## Begin

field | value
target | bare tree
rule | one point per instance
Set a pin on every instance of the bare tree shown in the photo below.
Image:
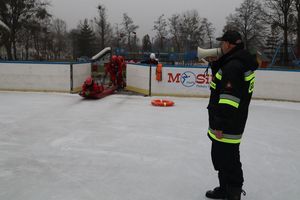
(103, 27)
(59, 30)
(191, 30)
(147, 46)
(174, 29)
(278, 16)
(129, 28)
(160, 26)
(297, 8)
(208, 31)
(14, 14)
(248, 20)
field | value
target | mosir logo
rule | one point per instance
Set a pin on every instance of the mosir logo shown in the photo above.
(190, 79)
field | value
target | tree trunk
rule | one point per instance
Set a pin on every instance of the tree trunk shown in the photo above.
(8, 50)
(298, 30)
(285, 42)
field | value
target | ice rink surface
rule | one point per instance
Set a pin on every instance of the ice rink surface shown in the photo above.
(61, 147)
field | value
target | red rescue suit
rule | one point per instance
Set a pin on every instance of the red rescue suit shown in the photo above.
(91, 88)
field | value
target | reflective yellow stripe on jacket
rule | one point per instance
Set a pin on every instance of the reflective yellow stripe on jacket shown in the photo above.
(226, 138)
(229, 100)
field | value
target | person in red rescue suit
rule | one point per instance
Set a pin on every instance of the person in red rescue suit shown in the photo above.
(231, 91)
(91, 87)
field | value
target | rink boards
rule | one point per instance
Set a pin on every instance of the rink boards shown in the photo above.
(176, 80)
(192, 81)
(43, 76)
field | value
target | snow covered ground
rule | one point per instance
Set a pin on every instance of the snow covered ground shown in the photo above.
(61, 147)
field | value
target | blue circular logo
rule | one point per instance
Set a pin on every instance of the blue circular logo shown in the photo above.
(188, 79)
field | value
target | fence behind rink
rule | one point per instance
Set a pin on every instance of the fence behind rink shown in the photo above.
(43, 76)
(176, 80)
(191, 81)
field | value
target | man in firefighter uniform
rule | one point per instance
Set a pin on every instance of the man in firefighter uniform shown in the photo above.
(231, 91)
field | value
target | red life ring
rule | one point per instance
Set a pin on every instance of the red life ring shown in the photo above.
(162, 102)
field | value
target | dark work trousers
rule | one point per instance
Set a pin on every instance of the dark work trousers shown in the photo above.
(226, 160)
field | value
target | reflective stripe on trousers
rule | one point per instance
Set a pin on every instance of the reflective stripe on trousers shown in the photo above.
(226, 138)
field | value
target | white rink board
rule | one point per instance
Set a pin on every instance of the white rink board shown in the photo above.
(40, 76)
(278, 85)
(191, 81)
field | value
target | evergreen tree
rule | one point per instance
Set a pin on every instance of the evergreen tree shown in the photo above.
(86, 40)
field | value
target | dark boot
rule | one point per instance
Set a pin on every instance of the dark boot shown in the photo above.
(234, 193)
(217, 193)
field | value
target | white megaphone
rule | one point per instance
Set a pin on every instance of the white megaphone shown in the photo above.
(203, 53)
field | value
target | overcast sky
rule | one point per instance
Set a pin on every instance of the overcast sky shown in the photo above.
(143, 12)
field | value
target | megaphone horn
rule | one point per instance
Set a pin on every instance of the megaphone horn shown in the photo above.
(203, 53)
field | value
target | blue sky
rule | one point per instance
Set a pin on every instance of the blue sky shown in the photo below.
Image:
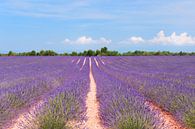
(67, 25)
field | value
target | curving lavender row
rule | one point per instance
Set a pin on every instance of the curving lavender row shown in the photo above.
(42, 79)
(167, 81)
(121, 106)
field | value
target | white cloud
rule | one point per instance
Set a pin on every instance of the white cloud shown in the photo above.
(84, 40)
(181, 39)
(160, 38)
(135, 39)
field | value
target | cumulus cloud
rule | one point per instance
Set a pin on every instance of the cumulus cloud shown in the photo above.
(84, 40)
(135, 39)
(181, 39)
(161, 38)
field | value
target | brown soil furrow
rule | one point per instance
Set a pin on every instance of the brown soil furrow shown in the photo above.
(93, 119)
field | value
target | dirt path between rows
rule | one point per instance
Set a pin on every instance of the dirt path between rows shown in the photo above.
(83, 64)
(96, 62)
(93, 119)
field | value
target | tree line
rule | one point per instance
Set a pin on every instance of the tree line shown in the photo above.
(99, 52)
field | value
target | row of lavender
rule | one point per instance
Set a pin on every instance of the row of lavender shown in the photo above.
(24, 81)
(167, 81)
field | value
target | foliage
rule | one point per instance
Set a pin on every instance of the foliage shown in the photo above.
(102, 52)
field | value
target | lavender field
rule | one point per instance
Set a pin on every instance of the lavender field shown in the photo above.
(130, 92)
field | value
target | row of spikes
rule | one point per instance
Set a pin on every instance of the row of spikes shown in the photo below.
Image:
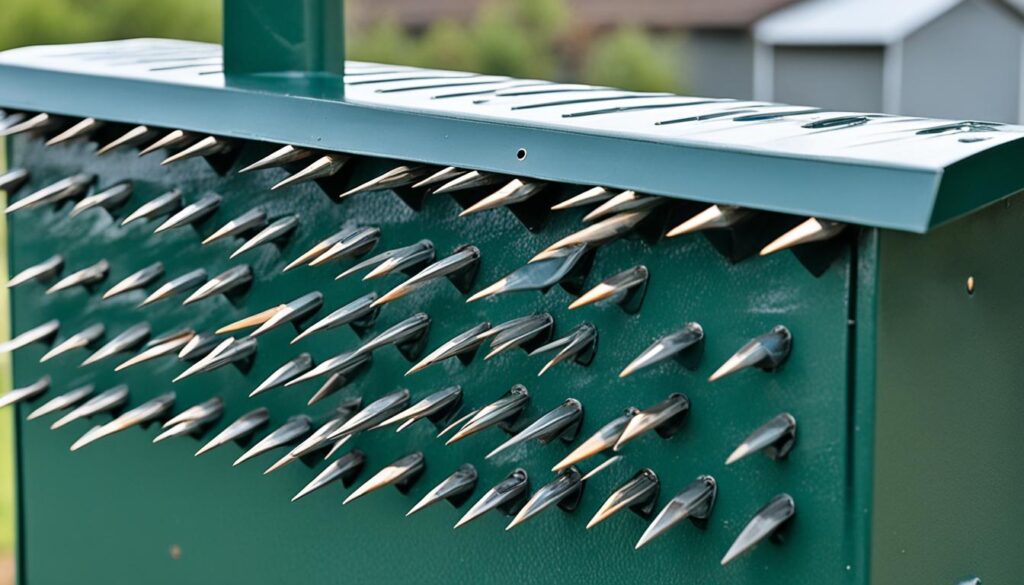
(511, 496)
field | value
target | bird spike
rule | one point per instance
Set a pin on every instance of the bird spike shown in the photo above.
(293, 430)
(179, 285)
(402, 474)
(516, 191)
(279, 230)
(500, 413)
(244, 426)
(775, 437)
(360, 314)
(565, 490)
(540, 276)
(83, 338)
(766, 351)
(127, 340)
(672, 345)
(695, 501)
(463, 345)
(715, 217)
(344, 468)
(604, 439)
(460, 267)
(154, 409)
(561, 422)
(229, 281)
(639, 494)
(813, 230)
(41, 333)
(580, 344)
(26, 393)
(107, 401)
(456, 489)
(323, 167)
(666, 418)
(765, 523)
(507, 496)
(192, 213)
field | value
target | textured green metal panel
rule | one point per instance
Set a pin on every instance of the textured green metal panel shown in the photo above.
(110, 512)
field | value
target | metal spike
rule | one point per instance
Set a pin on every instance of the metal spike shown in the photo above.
(499, 413)
(764, 524)
(109, 199)
(278, 230)
(61, 191)
(465, 343)
(323, 167)
(179, 285)
(580, 345)
(293, 429)
(165, 204)
(456, 488)
(669, 346)
(604, 439)
(229, 280)
(434, 406)
(401, 473)
(281, 157)
(471, 179)
(464, 261)
(620, 288)
(142, 414)
(397, 177)
(24, 393)
(765, 351)
(715, 217)
(561, 422)
(45, 332)
(83, 338)
(241, 428)
(359, 312)
(403, 259)
(64, 402)
(344, 468)
(82, 128)
(289, 371)
(249, 221)
(132, 137)
(813, 230)
(44, 270)
(86, 278)
(516, 191)
(228, 351)
(374, 414)
(124, 341)
(565, 491)
(505, 496)
(358, 242)
(665, 417)
(104, 402)
(639, 494)
(138, 280)
(443, 175)
(540, 276)
(596, 235)
(695, 501)
(775, 437)
(192, 213)
(205, 148)
(591, 196)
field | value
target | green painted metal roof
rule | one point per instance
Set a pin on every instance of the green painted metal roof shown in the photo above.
(887, 171)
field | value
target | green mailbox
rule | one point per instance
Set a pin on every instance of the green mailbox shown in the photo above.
(281, 318)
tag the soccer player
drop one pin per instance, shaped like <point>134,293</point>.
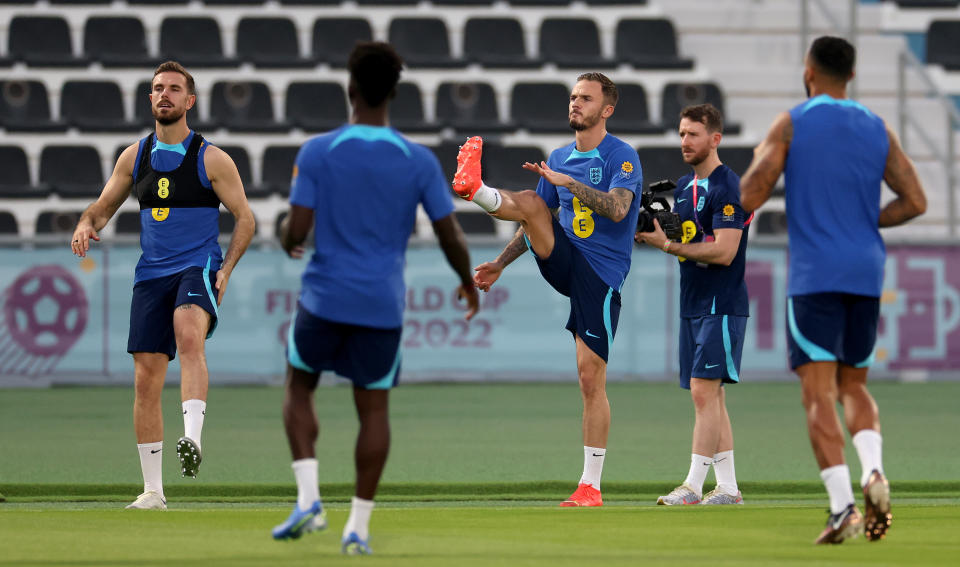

## End

Count the lines in the material above that contain the string "circular", treating uppercase and lowercase as different, and give only the number.

Problem solution>
2